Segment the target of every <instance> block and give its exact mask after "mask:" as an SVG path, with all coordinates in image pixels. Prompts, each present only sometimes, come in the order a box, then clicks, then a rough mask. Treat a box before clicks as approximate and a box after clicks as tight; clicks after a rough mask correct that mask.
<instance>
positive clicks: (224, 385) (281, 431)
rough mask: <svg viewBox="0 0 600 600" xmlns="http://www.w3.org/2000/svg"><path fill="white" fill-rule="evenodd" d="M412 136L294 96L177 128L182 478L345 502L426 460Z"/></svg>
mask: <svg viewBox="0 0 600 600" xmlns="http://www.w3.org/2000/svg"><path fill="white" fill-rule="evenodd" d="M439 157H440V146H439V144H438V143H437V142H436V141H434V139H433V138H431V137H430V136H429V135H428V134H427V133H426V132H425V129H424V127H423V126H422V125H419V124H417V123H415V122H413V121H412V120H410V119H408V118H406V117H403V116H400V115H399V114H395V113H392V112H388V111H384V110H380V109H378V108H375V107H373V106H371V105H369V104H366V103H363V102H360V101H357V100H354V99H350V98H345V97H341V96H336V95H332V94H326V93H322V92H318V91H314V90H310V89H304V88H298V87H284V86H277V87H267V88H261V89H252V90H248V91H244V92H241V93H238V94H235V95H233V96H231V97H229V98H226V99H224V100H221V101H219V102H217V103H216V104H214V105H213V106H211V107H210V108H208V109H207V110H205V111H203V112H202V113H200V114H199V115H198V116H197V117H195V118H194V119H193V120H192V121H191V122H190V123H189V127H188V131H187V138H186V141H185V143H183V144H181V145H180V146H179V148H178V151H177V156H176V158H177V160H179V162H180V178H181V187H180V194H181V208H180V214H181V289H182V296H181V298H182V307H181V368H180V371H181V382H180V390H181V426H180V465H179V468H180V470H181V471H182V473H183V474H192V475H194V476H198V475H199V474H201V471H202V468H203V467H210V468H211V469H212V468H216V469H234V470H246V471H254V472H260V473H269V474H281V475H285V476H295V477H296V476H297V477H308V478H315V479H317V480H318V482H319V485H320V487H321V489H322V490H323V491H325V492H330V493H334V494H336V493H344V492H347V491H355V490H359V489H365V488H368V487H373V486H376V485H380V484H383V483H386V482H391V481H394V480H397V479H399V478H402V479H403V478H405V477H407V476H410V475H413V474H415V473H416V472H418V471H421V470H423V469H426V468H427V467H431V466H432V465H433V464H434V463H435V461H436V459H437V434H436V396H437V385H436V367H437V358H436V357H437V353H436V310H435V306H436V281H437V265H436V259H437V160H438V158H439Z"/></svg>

= = = =

* [Exercise]:
Rewrite the entire listing as a numbered list, with each line as its own numbered item and any blank lines left out.

* [Expected answer]:
1. Segment the target of every <instance> block and give its exact mask after "mask:" as an SVG path, with all coordinates in image pixels. Prompts, each present only sometimes, come in the order a box, then clicks, then a rough mask. Treat a box before clicks as approximate and a box after clicks as tight; clicks after a rough mask correct that mask.
2. <instance>
3. positive clicks: (224, 385) (281, 431)
4. rough mask: <svg viewBox="0 0 600 600" xmlns="http://www.w3.org/2000/svg"><path fill="white" fill-rule="evenodd" d="M412 136L294 96L177 128L182 478L345 502L426 460Z"/></svg>
5. mask: <svg viewBox="0 0 600 600" xmlns="http://www.w3.org/2000/svg"><path fill="white" fill-rule="evenodd" d="M439 157H440V146H439V144H438V143H437V142H436V141H434V139H433V138H431V137H430V136H429V135H428V134H427V133H426V132H425V129H424V127H423V126H422V125H419V124H417V123H415V122H413V121H412V120H410V119H408V118H406V117H403V116H400V115H399V114H395V113H392V112H388V111H384V110H380V109H378V108H375V107H373V106H371V105H369V104H366V103H363V102H360V101H357V100H354V99H350V98H345V97H341V96H336V95H332V94H326V93H322V92H318V91H314V90H310V89H304V88H298V87H284V86H277V87H267V88H261V89H252V90H248V91H244V92H241V93H238V94H235V95H233V96H231V97H229V98H226V99H224V100H221V101H219V102H217V103H216V104H214V105H213V106H211V107H210V108H208V109H207V110H205V111H203V112H202V113H200V114H199V115H198V116H197V117H195V118H194V119H193V120H192V121H191V122H190V123H189V127H188V131H187V138H186V141H185V143H183V144H181V145H180V146H179V148H178V151H177V156H176V158H177V160H179V162H180V178H181V187H180V194H181V208H180V214H181V289H182V296H181V298H182V307H181V368H180V371H181V382H180V390H181V426H180V465H179V468H180V470H181V471H182V473H183V474H192V475H194V476H198V475H199V474H201V471H202V468H203V467H210V468H211V469H212V468H216V469H234V470H246V471H254V472H260V473H269V474H281V475H285V476H295V477H296V476H297V477H308V478H315V479H317V480H318V482H319V485H320V487H321V489H322V490H323V491H325V492H330V493H334V494H336V493H344V492H347V491H355V490H359V489H365V488H368V487H373V486H376V485H380V484H383V483H386V482H391V481H394V480H397V479H399V478H402V479H403V478H405V477H407V476H410V475H413V474H415V473H416V472H418V471H421V470H423V469H426V468H427V467H431V466H432V465H433V464H434V463H435V461H436V459H437V434H436V396H437V385H436V367H437V358H436V357H437V353H436V310H435V306H436V281H437V265H436V259H437V160H438V158H439Z"/></svg>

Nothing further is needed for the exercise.